Request 1:
Answer these from the blog post about an acting career:
(a) Who directed the short film?
(b) Where is Trust Salon?
(c) On what site is the writer now comfortable submitting?
Request 2: In the blog post about an acting career, rewrite the part from "Monday, April 18, 2011" to "ever so nonetheless.", changing "Valentine's Day" to "New Year's Day".
Request 3: Continue the blog post about an acting career from the point where it stops.

Passage shown:
+---+

Monday, April 18, 2011

You Just Keep Rolling Along...



A late night post to a well over-due post (meaning it's been over a year since I've blogged). Feeling inspired to write, so I must.






Since last Valentine's Day I've kept moving along in my acting career, ever so slowly, but ever so nonetheless.






"Be not afraid of going slowly, be afraid of standing still" -I can't remember who said this but it's fun to say in an Irish accent






I'm now very comfortable submitting myself on Actor's Access and have gone on a handful of auditions. Recently I was the lead in a short film directed by my friend Q deChambres. When it comes to the internet I'll post it for everyone to see :) I was so happy to do this film, it finally gave me the confidence to know that "I can do it. I can actually do it!"






I was also a hair model for Trust Salon out in West Hollywood. One of my pictures will grace the promotional postcards for a hair blow-out. (I'll post it here)

+---+

Recorded data:
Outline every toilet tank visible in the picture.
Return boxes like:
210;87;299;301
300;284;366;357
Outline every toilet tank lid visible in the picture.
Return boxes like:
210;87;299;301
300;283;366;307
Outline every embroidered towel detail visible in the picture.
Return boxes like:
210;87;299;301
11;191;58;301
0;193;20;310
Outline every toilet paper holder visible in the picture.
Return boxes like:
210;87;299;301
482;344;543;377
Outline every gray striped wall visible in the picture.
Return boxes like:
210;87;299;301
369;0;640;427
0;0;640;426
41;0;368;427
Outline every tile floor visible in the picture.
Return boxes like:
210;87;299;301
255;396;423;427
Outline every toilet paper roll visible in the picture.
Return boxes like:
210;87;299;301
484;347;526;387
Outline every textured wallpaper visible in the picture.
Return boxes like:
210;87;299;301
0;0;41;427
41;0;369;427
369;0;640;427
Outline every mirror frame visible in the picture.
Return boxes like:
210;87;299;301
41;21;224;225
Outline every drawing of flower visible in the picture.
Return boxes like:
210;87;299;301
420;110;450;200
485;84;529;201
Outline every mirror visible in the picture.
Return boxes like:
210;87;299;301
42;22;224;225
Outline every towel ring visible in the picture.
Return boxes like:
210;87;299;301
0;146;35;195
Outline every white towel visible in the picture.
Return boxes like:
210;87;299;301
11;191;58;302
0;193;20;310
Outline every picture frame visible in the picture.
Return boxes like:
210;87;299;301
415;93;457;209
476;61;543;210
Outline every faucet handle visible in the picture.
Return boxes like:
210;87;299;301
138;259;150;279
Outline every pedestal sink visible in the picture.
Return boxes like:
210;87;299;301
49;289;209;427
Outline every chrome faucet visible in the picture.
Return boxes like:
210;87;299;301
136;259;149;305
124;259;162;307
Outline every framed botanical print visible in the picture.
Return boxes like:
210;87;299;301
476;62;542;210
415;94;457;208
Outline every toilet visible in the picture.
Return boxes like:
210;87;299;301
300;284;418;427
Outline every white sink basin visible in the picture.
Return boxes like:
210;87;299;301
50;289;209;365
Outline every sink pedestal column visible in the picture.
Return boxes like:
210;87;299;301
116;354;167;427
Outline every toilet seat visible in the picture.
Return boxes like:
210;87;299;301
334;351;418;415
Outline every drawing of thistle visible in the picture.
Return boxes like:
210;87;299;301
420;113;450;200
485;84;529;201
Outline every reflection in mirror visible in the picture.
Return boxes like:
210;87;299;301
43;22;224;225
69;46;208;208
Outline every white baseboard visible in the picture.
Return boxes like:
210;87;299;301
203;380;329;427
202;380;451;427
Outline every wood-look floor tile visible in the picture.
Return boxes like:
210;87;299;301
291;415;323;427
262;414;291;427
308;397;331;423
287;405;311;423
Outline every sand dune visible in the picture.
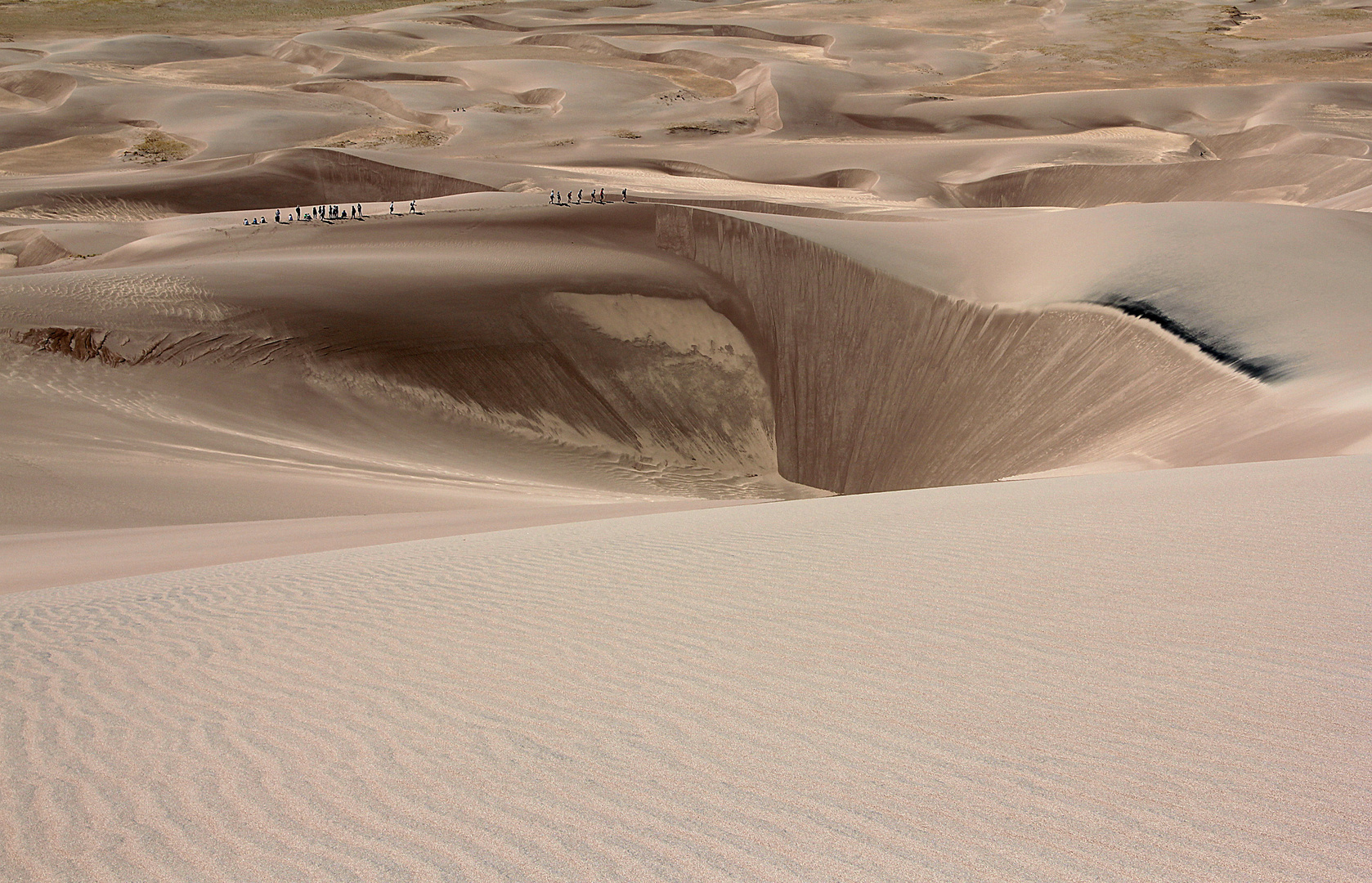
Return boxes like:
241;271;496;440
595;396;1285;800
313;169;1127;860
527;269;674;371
0;458;1372;881
0;0;1372;881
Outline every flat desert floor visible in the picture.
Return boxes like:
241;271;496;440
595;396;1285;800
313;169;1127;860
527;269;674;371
0;0;1372;883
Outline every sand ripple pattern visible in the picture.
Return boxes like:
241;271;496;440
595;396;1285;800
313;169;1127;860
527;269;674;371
0;458;1372;883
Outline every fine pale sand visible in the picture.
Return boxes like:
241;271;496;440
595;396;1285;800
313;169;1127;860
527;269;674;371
0;456;1372;883
0;0;1372;883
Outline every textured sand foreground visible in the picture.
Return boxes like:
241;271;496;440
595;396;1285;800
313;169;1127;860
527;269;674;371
0;456;1372;881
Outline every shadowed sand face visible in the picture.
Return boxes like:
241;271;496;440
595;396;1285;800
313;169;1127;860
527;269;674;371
0;0;1372;883
0;0;1372;531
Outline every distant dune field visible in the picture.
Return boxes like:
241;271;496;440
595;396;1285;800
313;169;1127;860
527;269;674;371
0;0;1372;881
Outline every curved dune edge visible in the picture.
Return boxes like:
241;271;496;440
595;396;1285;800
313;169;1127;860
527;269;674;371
657;206;1261;494
0;456;1372;883
0;148;495;214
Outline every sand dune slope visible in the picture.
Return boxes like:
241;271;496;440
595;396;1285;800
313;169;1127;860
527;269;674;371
0;458;1372;881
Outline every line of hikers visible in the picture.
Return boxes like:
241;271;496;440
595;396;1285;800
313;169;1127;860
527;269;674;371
243;199;424;226
548;186;634;206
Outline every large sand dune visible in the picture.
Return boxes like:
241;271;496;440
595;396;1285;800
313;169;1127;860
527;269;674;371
0;0;1372;881
0;456;1372;883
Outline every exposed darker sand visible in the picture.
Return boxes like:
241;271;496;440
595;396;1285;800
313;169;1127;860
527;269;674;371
0;456;1372;883
0;0;1372;881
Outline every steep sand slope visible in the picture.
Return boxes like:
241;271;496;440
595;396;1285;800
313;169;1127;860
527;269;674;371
0;458;1372;881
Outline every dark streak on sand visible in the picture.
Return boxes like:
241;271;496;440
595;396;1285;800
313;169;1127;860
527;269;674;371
1096;294;1291;383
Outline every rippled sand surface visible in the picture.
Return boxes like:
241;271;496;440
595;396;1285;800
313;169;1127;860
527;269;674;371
0;0;1372;883
0;456;1372;881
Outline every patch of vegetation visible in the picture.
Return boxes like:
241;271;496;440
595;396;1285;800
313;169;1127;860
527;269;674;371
667;119;755;134
320;129;451;150
122;130;195;166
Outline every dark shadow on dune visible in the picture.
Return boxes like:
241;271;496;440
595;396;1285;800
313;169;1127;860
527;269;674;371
657;206;1257;494
1095;295;1291;383
0;148;495;214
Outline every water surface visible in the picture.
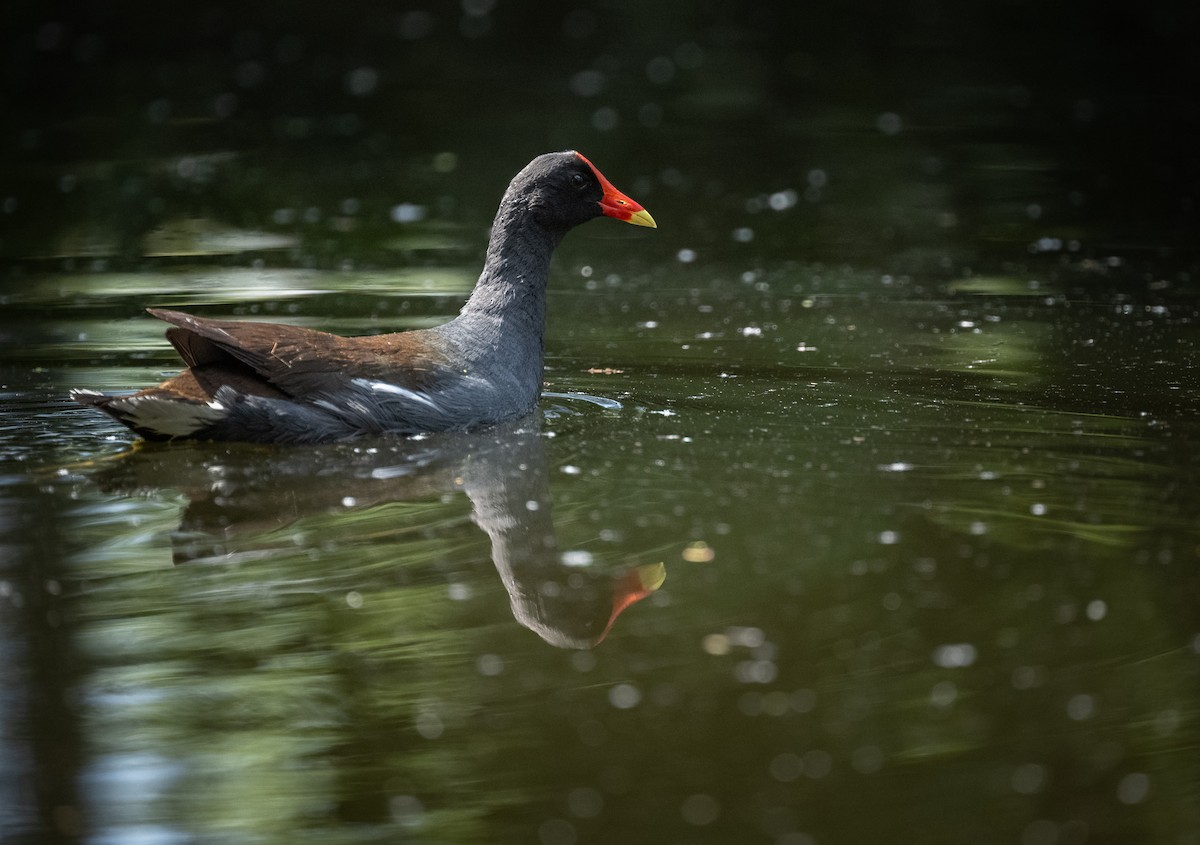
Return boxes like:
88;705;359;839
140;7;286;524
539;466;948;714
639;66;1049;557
0;5;1200;845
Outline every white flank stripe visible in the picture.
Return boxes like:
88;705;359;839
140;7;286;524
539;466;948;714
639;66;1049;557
109;396;227;437
354;378;440;410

+---+

Exercise response 1:
(a) Q deChambres
(b) West Hollywood
(c) Actor's Access

Exercise response 2:
Monday, April 18, 2011

You Just Keep Rolling Along...



A late night post to a well over-due post (meaning it's been over a year since I've blogged). Feeling inspired to write, so I must.






Since last New Year's Day I've kept moving along in my acting career, ever so slowly, but ever so nonetheless.

Exercise response 3:
My intentions for this year are to become so comfortable with my film acting ability, that by next year I could walk up to Stephen Spielberg and say, "Put me in your film" (with a smile on my face of course :))






It feels good to write and connect. Thanks for reading,



Kara



Actor

Tuesday, February 23, 2010

A Post Valentine's Update

Feb Goals Update

February has been good to me. I've submitted myself for at least 10 student films! Again no call to audition but just the process of reading through the roles has been exhilarating and educational. Truth be told I am going to be extremely nervous when one of these submissions leads to an actual audition, one step at a time I keep telling myself. There is still time to hit my February Goal of 5 auditions but they'd have to happen quick!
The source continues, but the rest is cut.